Entries provided:
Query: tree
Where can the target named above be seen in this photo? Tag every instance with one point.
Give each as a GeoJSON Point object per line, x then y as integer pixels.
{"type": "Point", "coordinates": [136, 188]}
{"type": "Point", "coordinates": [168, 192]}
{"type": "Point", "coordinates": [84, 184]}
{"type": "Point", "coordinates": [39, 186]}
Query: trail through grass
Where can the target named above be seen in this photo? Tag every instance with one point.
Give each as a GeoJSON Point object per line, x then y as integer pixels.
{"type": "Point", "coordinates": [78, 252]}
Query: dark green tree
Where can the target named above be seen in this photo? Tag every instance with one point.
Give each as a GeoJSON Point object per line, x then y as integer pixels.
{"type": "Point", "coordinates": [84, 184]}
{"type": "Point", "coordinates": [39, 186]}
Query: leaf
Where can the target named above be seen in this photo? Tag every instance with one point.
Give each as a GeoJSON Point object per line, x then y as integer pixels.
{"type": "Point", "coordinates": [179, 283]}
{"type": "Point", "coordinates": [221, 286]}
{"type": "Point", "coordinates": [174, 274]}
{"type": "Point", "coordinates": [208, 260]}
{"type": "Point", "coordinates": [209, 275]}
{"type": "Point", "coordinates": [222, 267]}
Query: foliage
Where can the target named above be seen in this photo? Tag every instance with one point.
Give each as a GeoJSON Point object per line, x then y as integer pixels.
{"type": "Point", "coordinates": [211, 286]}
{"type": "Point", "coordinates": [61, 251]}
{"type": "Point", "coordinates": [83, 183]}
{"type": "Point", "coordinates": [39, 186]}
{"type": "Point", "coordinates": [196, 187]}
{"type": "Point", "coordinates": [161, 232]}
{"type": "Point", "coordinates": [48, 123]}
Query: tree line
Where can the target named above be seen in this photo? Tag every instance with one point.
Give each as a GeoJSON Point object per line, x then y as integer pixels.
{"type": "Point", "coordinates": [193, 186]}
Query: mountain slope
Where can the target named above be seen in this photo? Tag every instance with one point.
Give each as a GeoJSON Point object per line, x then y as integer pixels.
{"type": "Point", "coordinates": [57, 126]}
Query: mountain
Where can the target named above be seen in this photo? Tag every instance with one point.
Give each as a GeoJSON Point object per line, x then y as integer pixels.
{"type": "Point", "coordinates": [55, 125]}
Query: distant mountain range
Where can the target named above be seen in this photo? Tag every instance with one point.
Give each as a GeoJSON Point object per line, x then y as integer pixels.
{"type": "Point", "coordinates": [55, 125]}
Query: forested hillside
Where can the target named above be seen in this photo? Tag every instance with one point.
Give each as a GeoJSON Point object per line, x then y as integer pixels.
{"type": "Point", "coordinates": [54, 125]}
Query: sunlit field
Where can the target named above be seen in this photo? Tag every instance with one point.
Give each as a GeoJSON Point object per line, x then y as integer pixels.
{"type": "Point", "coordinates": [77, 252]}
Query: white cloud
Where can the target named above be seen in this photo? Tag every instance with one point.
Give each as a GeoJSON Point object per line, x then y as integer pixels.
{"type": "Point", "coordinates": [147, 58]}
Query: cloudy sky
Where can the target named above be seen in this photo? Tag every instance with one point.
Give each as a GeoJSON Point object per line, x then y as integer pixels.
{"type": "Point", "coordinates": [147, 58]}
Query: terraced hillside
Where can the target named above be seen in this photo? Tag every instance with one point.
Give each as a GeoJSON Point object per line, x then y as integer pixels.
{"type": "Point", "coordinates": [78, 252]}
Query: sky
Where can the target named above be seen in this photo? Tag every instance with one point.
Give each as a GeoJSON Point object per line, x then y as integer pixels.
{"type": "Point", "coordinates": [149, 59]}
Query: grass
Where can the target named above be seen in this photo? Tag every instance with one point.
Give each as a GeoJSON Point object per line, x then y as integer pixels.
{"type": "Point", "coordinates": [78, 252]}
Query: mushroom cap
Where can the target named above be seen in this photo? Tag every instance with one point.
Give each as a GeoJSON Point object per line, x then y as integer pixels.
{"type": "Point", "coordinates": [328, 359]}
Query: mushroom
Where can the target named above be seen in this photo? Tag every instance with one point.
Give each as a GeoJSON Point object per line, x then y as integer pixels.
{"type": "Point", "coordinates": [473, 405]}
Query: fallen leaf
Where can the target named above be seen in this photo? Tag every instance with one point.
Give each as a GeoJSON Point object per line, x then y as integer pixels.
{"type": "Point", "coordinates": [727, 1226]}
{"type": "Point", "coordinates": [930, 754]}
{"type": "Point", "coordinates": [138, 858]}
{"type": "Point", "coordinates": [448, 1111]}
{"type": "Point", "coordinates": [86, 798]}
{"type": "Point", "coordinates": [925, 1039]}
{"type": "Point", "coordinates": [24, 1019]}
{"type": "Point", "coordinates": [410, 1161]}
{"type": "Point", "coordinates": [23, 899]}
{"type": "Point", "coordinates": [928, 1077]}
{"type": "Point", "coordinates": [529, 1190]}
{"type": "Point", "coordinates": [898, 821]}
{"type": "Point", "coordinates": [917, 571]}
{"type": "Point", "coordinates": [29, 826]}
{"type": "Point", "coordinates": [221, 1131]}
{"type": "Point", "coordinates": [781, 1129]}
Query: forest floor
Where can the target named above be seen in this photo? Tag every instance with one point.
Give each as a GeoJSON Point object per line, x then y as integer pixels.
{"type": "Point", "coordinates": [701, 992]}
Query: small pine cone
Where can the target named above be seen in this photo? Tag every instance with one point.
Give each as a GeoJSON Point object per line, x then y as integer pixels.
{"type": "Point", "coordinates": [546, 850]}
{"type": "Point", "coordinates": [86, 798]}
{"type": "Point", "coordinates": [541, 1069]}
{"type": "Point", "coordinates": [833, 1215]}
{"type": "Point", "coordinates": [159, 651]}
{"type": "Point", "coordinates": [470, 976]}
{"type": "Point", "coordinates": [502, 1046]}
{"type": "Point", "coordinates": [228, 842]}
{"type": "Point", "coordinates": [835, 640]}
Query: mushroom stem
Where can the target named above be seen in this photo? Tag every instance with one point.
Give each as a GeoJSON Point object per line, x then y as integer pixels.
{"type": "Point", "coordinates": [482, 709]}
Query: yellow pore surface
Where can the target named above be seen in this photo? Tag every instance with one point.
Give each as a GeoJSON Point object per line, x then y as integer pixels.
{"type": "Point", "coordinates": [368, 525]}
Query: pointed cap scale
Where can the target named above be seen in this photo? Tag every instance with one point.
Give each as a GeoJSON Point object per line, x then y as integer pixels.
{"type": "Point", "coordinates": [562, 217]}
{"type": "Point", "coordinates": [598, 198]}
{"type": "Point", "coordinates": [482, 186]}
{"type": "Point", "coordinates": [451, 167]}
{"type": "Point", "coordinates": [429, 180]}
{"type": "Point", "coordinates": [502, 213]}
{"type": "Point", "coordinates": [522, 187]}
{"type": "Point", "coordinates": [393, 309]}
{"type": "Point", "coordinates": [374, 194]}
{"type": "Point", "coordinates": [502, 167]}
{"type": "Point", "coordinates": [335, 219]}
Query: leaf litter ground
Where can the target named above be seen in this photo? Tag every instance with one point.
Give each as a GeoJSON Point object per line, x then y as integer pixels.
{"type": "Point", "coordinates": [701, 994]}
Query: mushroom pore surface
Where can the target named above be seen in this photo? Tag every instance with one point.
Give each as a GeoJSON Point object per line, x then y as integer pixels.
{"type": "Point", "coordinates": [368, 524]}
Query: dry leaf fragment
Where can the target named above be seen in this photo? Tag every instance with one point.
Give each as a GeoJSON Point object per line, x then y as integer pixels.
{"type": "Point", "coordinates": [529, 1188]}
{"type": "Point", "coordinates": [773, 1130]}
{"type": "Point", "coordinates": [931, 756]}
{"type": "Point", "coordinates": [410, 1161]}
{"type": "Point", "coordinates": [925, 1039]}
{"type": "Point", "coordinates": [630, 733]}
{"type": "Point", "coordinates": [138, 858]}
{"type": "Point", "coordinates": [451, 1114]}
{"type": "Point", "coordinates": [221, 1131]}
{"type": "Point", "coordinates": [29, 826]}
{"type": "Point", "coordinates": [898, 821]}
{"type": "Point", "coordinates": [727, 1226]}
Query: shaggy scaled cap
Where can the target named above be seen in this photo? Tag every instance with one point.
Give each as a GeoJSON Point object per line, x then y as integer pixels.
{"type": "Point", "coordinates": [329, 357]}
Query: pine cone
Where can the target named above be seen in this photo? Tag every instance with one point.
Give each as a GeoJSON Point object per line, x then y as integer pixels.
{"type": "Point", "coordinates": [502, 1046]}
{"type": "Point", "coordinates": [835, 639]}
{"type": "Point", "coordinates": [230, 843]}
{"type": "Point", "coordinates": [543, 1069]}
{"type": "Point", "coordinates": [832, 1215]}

What you should do:
Note every line in the material with "grass" and copy it.

Completed exercise:
Query: trail through grass
Query: grass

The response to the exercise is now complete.